## begin EXTRACTED DATA

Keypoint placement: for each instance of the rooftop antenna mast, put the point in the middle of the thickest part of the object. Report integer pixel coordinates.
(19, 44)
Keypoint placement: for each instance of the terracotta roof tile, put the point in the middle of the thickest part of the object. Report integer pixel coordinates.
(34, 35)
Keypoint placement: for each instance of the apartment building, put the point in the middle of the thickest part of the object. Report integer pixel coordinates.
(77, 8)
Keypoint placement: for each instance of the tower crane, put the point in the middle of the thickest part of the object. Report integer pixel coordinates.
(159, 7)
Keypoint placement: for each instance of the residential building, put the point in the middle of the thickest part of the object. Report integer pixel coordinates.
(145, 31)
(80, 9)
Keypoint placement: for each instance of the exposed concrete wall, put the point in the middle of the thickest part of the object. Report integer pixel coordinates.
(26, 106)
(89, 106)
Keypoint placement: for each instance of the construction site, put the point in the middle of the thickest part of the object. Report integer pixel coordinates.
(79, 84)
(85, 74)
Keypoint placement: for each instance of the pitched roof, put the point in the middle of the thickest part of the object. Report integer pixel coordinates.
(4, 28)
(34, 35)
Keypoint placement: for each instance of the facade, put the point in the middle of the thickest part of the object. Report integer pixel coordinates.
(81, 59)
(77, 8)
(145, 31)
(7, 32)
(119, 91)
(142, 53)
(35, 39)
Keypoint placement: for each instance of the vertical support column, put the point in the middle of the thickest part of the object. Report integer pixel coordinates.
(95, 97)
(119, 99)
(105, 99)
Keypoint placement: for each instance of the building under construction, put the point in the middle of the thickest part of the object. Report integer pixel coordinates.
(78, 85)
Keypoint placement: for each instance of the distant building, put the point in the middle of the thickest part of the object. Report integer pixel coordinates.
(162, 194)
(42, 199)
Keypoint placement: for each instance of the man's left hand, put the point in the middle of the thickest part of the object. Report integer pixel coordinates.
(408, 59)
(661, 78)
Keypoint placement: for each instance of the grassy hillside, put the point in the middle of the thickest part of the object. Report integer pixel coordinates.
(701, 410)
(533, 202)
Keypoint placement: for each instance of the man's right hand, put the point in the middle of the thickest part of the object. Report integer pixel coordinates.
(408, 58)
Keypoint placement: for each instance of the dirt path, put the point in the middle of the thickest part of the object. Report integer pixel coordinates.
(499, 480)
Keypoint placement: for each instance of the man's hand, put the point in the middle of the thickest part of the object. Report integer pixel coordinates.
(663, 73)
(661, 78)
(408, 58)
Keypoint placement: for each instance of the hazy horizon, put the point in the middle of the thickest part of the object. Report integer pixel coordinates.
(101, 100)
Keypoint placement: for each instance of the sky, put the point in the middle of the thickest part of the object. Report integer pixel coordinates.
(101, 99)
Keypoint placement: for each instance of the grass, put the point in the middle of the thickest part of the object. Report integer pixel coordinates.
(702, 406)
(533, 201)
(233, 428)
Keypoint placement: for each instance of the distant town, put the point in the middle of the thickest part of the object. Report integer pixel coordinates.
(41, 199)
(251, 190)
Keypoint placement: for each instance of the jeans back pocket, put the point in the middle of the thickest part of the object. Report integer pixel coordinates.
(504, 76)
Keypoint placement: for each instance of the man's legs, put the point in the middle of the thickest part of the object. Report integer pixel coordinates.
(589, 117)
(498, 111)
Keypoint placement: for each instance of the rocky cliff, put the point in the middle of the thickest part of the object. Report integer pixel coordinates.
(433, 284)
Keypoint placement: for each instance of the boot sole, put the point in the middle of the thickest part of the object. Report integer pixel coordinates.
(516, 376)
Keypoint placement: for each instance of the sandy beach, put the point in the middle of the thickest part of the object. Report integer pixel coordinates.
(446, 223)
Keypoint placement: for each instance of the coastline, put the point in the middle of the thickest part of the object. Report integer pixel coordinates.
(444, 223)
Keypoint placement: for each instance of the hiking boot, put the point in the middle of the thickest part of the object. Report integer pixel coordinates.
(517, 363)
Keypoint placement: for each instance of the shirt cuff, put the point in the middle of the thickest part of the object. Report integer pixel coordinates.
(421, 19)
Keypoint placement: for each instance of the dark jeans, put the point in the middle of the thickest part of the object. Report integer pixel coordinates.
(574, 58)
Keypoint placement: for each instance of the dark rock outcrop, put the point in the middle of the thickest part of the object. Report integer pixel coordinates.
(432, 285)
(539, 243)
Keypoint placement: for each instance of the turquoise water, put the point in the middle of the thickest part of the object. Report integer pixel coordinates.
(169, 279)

## end EXTRACTED DATA

> _SET PROBLEM_: Rewrite everything from the line containing "Keypoint placement: for each instance of the coastline, put" down to the end of the entries, changing "hiking boot" to "work boot" and leaving the rest as it is.

> _THE SOLUTION_:
Keypoint placement: for each instance of the coastline, put the point in the middle of the thickest part of the object. Report integer pixel coordinates.
(444, 223)
Keypoint placement: for each instance of the work boot, put the point in the middle of the thickest part of the object. Report integer pixel coordinates.
(517, 363)
Keypoint placement: for each instance of the shirt cuff, put the point in the middle of the thickest part of the object. Report integer pixel coordinates.
(421, 19)
Keypoint placement: for each instance of the dark jeans, put the point in the middle of the thickest part of the object. Report integer pixel coordinates.
(574, 58)
Keypoint placement: for each instance of the dark rock outcrop, put the point in the middle of the thickest part of the object. Report integer pixel coordinates.
(432, 285)
(539, 243)
Keypoint placement: for each instance of the turquoise water, put the point in the middle of the thickest part of the object. Report integer pixel coordinates.
(169, 279)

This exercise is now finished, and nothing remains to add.